▶ _Work task A_
Answer these questions from the court opinion:
(i) On or about what date did Plaintiff Sabrina Anderson receive her loan?
(ii) In which court did Plaintiff first file the case?
(iii) Which defendants removed the case to this Court, and on what date?
▶ _Work task B_
From the court opinion, copy the passage starting with "The opinion of" and going on through "part Defendants' motion.".
▶ _Work task C_
Write the next part of the court opinion on the motion to dismiss, picking up after its last sentence.

The opinion of the court was delivered by: Hon. Dana M. Sabraw United States District Judge


This case comes before the Court on Defendants Bank of America Corporation and Recontrust Company, N.A.'s motion to dismiss Plaintiffs' First Amended Complaint ("FAC"). Plaintiff filed an opposition to the motion, and Defendants filed a reply. For the reasons discussed below, the Court grants in part and denies in part Defendants' motion.


On or about April 29, 2005, Plaintiff Sabrina Anderson received a loan from Defendant First National Bank of Arizona. The loan was secured by a Deed of Trust on Plaintiff's home located at 1800 Knight Ferry Drive, Chula Vista, CA 91913. The property is currently subject to foreclosure proceedings.

On March 30, 2010, Plaintiff filed the present case against Defendants Bank of America ("BofA"), First National Bank of Arizona and Recontrust Company ("Recontrust") in San Diego Superior Court alleging claims for violation of the Truth in Lending Act ("TILA"), violation of the Real Estate Settlement Procedures Act ("RESPA") and California Business and Professions Code § 17200. On April 19, 2010, Defendants BofA and Recontrust removed Plaintiff's case to this Court. Plaintiff thereafter filed a First Amended Complaint in which she deleted her claims under TILA and RESPA, and added claims for fraudulent and negligent misrepresentation and for violation of California Civil Code § 2923.5. In response to the FAC, Defendants BofA and Recontrust filed the present motion.

▶ _Data provided_

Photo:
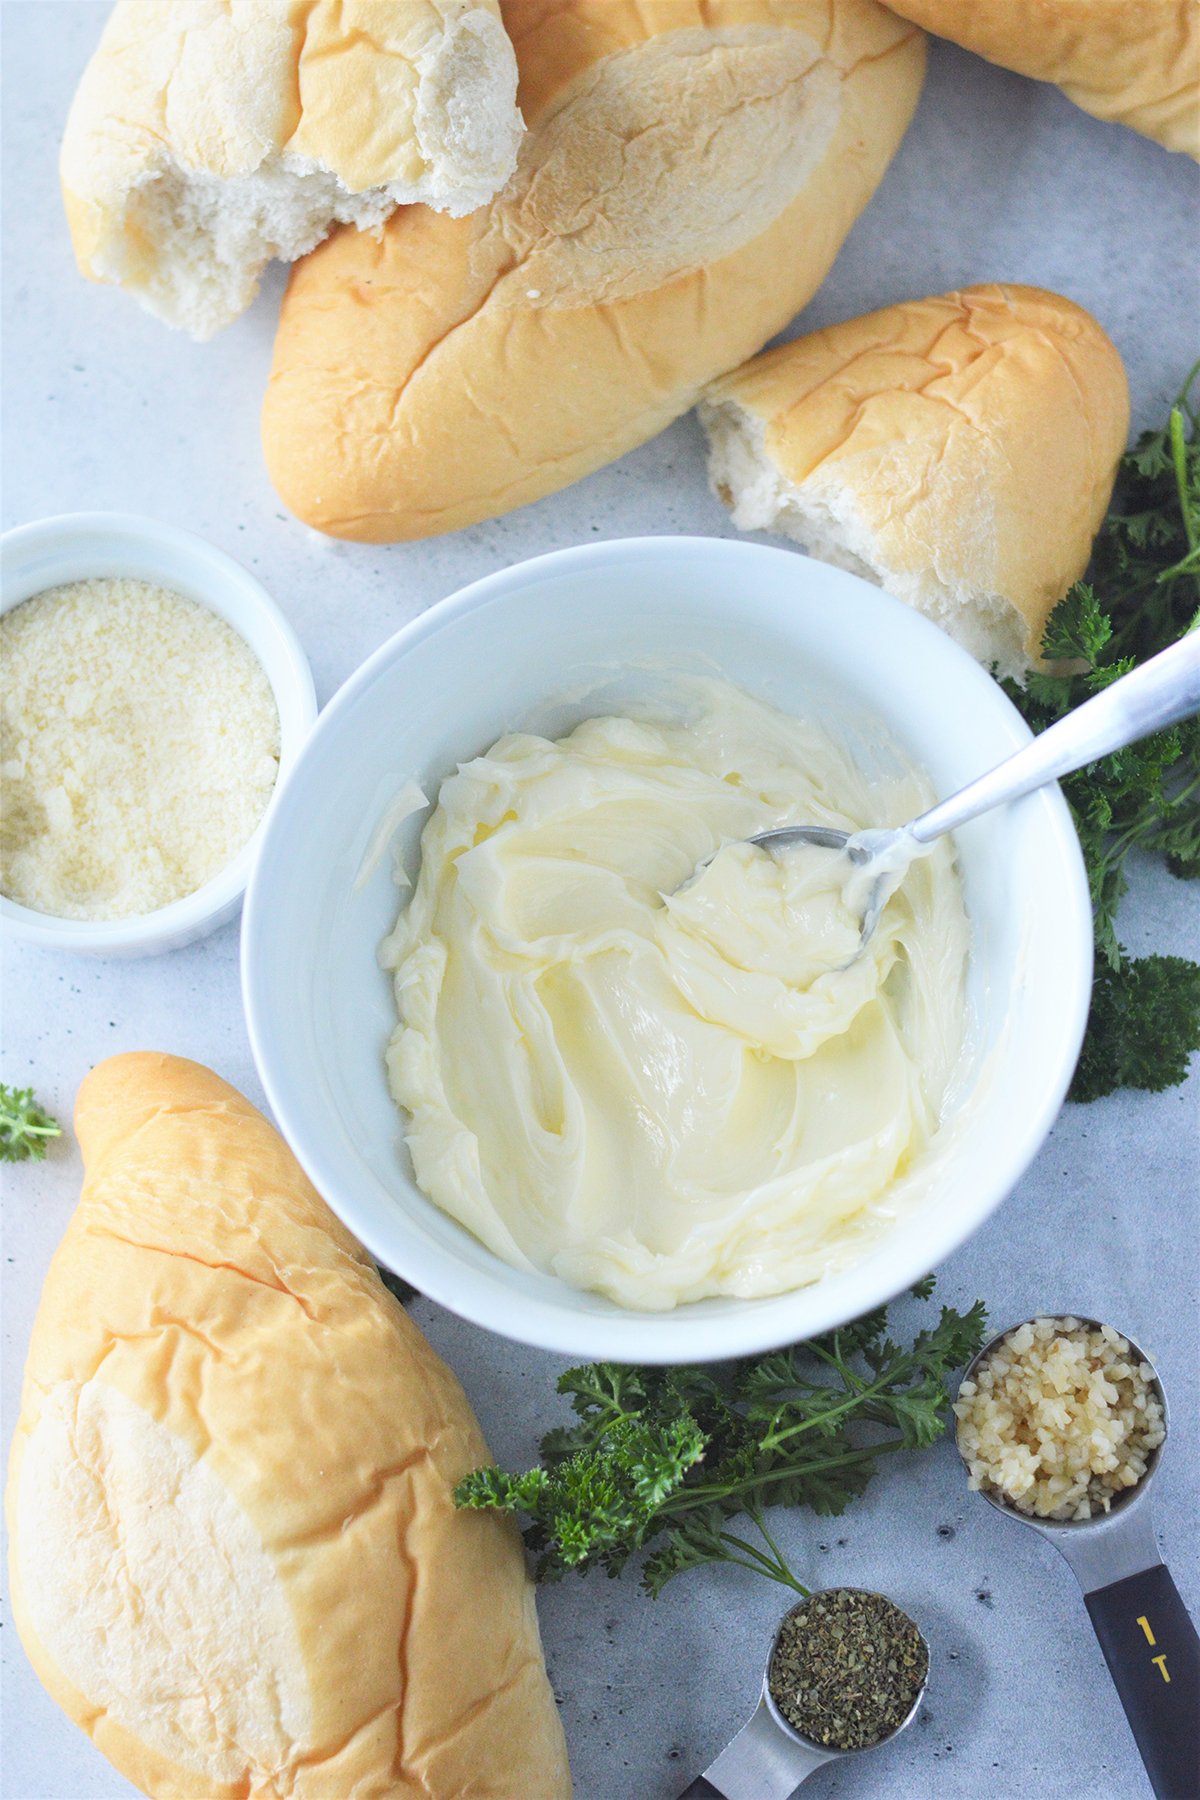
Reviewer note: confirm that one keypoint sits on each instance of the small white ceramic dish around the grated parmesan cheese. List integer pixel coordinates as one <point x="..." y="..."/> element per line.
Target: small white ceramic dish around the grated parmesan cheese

▶ _Final answer A_
(i) April 29, 2005
(ii) San Diego Superior Court
(iii) Bank of America and Recontrust, on April 19, 2010

▶ _Final answer B_
The opinion of the court was delivered by: Hon. Dana M. Sabraw United States District Judge


This case comes before the Court on Defendants Bank of America Corporation and Recontrust Company, N.A.'s motion to dismiss Plaintiffs' First Amended Complaint ("FAC"). Plaintiff filed an opposition to the motion, and Defendants filed a reply. For the reasons discussed below, the Court grants in part and denies in part Defendants' motion.

▶ _Final answer C_
Defendants move to dismiss the FAC in its entirety. They argue each of Plaintiff's claims fails to state a claim for relief. Plaintiff disputes Defendants' arguments and opposes dismissal of her claims.

A. Standard of Review

In two recent opinions, the Supreme Court established a more stringent standard of review for 12(b)(6) motions. See Ashcroft v. Iqbal, ___ U.S. ___, 129 S.Ct. 1937 (2009); Bell Atlantic Corp. v. Twombly, 550 U.S. 544 (2007). To survive a motion to dismiss under this new standard, "a complaint must contain sufficient factual matter, accepted as true, to 'state a claim to relief that is plausible on its face.'" Iqbal, 129 S.Ct. at 1949 (citing Twombly, 550 U.S. at 570). "A claim has facial plausibility when the plaintiff pleads factual content that allows the court to draw the reasonable inference that the defendant is liable for the misconduct alleged." Id. (citing Twombly, 550 U.S. at 556).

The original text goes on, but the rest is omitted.